Records from a data collection:
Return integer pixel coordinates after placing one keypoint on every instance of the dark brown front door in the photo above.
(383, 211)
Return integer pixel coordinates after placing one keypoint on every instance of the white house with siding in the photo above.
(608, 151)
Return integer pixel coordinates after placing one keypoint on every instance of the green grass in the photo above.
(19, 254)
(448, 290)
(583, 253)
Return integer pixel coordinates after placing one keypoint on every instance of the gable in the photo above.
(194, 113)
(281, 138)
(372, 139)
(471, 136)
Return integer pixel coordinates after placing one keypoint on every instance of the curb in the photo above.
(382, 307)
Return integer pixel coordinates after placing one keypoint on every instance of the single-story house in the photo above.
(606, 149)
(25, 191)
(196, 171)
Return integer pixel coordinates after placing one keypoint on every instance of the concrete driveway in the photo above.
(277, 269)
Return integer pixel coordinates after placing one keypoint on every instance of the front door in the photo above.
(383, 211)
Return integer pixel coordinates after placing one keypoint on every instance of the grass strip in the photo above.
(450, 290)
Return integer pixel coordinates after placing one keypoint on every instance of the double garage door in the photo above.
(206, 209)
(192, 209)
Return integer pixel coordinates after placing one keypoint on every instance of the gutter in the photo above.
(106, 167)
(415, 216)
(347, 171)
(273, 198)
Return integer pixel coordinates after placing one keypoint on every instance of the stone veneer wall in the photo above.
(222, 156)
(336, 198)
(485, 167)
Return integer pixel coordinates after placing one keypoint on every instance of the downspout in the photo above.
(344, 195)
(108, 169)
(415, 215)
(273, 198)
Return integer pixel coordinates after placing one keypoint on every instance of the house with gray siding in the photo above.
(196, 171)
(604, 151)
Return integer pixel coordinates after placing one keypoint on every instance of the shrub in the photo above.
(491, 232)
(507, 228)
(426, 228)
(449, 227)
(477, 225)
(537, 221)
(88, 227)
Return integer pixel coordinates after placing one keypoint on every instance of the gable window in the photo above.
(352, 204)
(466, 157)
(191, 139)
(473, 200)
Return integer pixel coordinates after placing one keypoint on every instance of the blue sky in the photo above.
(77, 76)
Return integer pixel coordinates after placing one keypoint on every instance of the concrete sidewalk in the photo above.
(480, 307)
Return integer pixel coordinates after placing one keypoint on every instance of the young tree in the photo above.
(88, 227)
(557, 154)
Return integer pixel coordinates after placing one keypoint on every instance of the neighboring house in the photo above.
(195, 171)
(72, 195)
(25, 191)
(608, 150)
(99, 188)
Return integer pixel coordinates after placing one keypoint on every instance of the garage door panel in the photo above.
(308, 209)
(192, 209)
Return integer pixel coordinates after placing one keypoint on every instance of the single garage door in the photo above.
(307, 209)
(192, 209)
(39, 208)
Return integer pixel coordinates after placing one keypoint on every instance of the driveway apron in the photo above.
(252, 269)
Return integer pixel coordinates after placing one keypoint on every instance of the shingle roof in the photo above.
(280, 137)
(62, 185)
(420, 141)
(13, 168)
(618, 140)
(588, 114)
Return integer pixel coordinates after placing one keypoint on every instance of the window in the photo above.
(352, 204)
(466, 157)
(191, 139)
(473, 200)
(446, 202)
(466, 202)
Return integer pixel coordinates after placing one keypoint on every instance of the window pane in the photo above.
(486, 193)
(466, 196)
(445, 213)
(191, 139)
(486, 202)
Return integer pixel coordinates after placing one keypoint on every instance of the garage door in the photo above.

## TASK BRIEF:
For this exercise, the records above must be returned exactly.

## EXERCISE RESULT:
Return integer pixel coordinates after placing one keypoint on every instance of the dark brown front door in the photo above.
(383, 211)
Return integer pixel coordinates after placing one keypoint on every instance of the white house with siding in the photo above.
(608, 151)
Return integer pixel coordinates after placing one keypoint on every instance of the green grass in the photo above.
(19, 254)
(448, 290)
(583, 253)
Return integer pixel coordinates after placing one keypoint on every instance of the gable in the photo above.
(194, 113)
(281, 138)
(372, 139)
(471, 136)
Return integer pixel coordinates after placing one keypoint on every instance of the curb in the photo above.
(382, 307)
Return integer pixel coordinates after placing one keypoint on every instance of the single-story house in the photo above.
(606, 149)
(25, 191)
(196, 171)
Return integer pixel coordinates after placing one keypoint on every instance of the concrete driveway in the photo above.
(277, 269)
Return integer pixel coordinates after placing one keypoint on every instance of the front door in the photo above.
(383, 211)
Return integer pixel coordinates after placing one keypoint on every instance of the grass strip in the photo above.
(450, 290)
Return integer pixel coordinates after placing one keypoint on every instance of the double garage door in the photo above.
(206, 209)
(192, 209)
Return integer pixel coordinates after placing one keypoint on every instance of the gutter in the photo above.
(106, 167)
(415, 216)
(347, 171)
(273, 198)
Return integer pixel coordinates after placing one keypoint on every instance of the stone veneer wall in the photo above.
(222, 156)
(336, 198)
(485, 167)
Return integer pixel coordinates after placing one keypoint on every instance of the downspout in the photo above.
(344, 195)
(108, 169)
(415, 215)
(273, 198)
Return integer pixel coordinates after placing one keypoint on every instance of the house with gray siding in the photo above.
(196, 171)
(604, 151)
Return integer pixel coordinates after placing one keypoint on every instance of the shrub in the photo above.
(491, 232)
(507, 228)
(426, 228)
(449, 227)
(477, 225)
(537, 221)
(88, 227)
Return integer pixel coordinates after placing one keypoint on every instance of the gable window in the photo above.
(352, 204)
(466, 157)
(191, 139)
(473, 200)
Return integer pixel coordinates after placing one keypoint on every instance of the blue sky in the photo above.
(77, 76)
Return integer pixel coordinates after placing one keypoint on every instance of the concrete sidewalk in the photo above.
(480, 307)
Return integer pixel coordinates after placing one keypoint on every instance of the young tree in the photo above.
(88, 227)
(557, 154)
Return integer pixel coordinates after placing one keypoint on every instance of the neighboring house in the photo above.
(195, 171)
(72, 195)
(25, 191)
(608, 150)
(99, 188)
Return integer pixel coordinates after placing one keypoint on every instance of the garage door panel in the photo above.
(308, 209)
(192, 209)
Return integer pixel coordinates after placing one keypoint on every instance of the single garage door in the photo above.
(307, 209)
(192, 209)
(39, 208)
Return integer pixel coordinates after placing one keypoint on every instance of the driveway apron in the photo above.
(252, 269)
Return integer pixel coordinates after placing one keypoint on every instance of the shingle roof in the photo above.
(280, 137)
(62, 185)
(420, 141)
(13, 168)
(618, 140)
(588, 114)
Return integer pixel coordinates after placing one keypoint on every instance of the window in the photo above.
(352, 204)
(466, 157)
(191, 139)
(473, 200)
(446, 202)
(466, 202)
Return integer pixel coordinates after placing one keypoint on every instance of the window pane in the photo above.
(486, 193)
(466, 196)
(445, 213)
(191, 139)
(486, 202)
Return integer pixel coordinates after placing one keypoint on every instance of the garage door in the photo above.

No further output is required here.